_TASK_
Search the records for "building". Copy every line where it appears.
****************
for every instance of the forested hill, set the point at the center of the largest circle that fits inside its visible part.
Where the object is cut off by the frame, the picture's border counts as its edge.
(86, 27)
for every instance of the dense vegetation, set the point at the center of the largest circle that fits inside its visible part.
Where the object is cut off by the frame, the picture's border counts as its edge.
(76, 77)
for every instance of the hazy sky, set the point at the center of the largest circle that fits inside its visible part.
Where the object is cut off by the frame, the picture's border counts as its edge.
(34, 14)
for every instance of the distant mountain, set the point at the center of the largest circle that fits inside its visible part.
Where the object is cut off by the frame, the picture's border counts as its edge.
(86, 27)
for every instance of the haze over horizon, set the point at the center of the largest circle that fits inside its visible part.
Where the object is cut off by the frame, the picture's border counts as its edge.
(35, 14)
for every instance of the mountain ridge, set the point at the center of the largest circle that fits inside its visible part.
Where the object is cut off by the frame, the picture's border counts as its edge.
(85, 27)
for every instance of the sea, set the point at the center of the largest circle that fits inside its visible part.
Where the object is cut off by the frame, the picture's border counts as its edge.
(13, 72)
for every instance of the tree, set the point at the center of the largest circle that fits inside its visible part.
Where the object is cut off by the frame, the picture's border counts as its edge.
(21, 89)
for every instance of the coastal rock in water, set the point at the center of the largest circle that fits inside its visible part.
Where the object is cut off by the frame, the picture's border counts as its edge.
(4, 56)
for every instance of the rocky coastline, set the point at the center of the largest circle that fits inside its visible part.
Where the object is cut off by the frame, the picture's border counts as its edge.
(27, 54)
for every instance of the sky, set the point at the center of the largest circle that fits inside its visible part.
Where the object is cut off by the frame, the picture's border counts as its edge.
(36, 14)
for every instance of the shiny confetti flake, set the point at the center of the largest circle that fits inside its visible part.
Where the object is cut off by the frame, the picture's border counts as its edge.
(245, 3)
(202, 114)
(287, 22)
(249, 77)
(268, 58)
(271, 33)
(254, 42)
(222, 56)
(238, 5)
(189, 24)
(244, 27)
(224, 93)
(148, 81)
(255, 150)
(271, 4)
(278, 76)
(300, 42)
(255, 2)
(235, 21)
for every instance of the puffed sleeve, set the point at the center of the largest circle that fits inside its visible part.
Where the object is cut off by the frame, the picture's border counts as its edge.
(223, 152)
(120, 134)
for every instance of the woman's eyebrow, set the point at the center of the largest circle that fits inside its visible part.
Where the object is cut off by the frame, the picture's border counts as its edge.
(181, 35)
****************
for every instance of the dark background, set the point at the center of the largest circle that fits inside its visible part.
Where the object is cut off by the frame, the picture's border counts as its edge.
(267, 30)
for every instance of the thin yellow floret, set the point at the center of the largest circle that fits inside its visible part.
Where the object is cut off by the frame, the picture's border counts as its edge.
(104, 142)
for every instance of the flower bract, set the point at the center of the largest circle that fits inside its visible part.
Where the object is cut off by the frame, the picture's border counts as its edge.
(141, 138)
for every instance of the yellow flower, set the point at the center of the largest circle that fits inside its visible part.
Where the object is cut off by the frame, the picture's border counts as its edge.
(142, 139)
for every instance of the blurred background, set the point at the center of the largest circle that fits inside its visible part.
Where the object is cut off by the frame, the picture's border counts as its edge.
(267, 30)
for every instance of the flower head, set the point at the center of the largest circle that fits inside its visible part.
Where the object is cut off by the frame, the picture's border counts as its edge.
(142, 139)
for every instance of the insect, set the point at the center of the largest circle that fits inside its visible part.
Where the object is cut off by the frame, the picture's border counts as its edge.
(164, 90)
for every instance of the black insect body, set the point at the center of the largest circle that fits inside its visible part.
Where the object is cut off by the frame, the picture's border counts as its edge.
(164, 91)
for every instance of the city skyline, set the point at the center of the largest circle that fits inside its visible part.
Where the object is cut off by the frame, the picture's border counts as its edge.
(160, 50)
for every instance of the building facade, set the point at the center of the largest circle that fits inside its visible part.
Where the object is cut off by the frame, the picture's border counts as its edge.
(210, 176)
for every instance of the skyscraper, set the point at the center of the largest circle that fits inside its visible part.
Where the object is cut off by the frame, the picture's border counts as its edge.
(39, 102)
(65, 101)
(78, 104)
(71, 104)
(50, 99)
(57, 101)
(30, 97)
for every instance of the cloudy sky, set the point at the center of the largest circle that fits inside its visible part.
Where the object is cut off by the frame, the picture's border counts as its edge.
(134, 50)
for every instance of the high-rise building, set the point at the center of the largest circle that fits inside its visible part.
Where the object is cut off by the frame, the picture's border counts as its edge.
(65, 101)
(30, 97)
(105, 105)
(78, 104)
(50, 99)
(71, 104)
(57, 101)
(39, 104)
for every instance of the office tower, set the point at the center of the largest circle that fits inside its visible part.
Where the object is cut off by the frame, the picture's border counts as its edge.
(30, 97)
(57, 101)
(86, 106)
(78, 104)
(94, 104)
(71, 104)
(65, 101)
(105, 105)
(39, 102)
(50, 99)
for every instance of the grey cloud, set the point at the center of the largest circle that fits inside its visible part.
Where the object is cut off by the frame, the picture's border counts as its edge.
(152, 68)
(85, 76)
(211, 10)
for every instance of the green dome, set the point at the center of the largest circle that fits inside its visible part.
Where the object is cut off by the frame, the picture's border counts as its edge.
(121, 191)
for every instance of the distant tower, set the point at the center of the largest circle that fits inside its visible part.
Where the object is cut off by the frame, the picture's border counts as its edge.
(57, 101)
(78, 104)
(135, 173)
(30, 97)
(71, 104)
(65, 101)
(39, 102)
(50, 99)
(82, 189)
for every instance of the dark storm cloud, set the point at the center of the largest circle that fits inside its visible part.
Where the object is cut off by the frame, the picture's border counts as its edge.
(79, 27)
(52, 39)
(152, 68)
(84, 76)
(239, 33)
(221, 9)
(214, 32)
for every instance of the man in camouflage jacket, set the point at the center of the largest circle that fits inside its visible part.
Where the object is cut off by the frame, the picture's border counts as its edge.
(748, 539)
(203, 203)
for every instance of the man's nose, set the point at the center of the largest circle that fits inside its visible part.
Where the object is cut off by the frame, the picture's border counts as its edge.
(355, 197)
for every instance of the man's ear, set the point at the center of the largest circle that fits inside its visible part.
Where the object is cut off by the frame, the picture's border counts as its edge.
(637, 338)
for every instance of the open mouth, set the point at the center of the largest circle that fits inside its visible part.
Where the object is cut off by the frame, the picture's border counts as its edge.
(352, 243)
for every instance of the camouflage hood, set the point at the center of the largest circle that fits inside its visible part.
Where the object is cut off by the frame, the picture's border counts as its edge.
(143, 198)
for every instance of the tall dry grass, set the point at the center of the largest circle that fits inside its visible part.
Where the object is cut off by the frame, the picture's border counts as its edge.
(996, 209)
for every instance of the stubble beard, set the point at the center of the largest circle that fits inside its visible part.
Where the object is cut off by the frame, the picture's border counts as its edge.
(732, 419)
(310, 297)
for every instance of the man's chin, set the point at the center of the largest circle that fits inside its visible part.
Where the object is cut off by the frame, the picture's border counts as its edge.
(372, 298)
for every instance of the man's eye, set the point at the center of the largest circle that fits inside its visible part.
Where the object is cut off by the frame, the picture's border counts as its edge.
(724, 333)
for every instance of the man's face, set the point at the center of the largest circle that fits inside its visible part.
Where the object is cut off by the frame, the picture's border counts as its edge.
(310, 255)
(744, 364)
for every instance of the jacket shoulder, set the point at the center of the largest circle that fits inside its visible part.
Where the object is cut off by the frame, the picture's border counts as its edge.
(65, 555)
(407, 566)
****************
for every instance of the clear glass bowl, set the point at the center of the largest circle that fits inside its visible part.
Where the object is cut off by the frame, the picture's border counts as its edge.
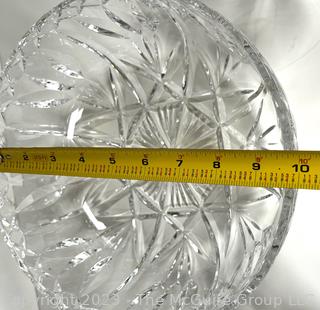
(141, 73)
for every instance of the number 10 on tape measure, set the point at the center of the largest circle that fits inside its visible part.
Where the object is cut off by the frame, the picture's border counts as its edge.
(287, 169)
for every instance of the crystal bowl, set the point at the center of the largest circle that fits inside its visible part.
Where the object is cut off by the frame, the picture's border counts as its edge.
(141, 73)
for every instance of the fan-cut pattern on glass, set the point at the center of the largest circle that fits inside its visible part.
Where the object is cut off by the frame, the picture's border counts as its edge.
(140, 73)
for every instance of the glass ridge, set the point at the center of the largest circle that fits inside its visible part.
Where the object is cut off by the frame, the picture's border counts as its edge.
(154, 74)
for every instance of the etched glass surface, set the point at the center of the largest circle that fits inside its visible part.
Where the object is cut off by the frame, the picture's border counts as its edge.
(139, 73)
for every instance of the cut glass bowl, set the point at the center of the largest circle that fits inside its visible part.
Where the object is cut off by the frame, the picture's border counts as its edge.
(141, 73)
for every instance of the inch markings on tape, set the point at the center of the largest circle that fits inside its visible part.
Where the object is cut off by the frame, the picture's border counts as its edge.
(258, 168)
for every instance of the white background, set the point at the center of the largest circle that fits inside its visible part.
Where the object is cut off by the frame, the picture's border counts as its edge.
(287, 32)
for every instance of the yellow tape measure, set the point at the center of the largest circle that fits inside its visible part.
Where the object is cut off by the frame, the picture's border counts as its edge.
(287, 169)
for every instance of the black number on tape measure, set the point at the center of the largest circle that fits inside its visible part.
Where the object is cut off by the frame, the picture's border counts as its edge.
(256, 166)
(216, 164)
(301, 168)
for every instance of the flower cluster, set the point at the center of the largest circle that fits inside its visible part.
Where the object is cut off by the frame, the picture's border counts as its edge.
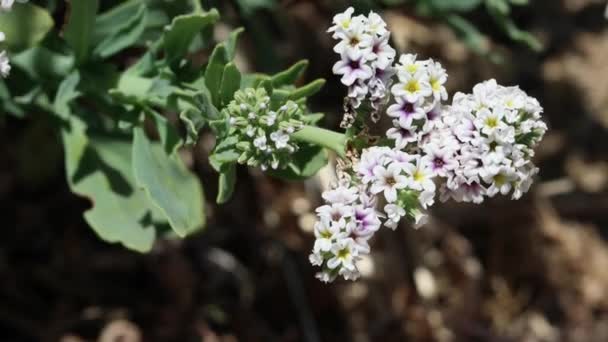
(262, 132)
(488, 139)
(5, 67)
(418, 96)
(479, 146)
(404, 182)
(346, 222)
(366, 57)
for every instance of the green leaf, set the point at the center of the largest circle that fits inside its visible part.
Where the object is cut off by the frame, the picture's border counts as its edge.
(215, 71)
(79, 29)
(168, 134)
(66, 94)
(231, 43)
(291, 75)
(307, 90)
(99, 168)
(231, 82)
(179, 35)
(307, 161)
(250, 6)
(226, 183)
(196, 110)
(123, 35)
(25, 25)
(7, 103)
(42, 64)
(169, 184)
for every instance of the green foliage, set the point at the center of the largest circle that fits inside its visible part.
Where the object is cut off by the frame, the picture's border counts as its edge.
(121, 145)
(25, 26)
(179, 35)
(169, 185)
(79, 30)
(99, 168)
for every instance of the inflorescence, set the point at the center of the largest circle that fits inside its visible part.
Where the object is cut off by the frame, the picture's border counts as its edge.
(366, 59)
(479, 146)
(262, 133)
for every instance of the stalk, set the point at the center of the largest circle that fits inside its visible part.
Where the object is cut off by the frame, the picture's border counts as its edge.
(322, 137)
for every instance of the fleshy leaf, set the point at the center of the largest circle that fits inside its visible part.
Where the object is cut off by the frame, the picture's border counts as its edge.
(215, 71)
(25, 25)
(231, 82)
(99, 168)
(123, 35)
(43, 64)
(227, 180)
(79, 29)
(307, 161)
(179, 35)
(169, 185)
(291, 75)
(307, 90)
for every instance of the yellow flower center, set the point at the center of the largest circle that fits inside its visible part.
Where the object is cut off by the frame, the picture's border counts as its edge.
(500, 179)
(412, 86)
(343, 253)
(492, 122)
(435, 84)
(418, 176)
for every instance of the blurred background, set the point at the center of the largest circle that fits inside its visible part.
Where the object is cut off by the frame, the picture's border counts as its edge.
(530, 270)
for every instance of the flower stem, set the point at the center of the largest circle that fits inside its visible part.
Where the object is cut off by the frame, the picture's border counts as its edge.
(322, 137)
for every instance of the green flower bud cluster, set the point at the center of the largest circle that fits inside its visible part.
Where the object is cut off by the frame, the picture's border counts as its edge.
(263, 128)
****************
_WRITTEN RESPONSE_
for every instance of the building facade, set the point at the center of the largest circle that fits inside its visible part.
for every instance of the high-rise building, set the point at the center of the largest circle that fits inside its visible part.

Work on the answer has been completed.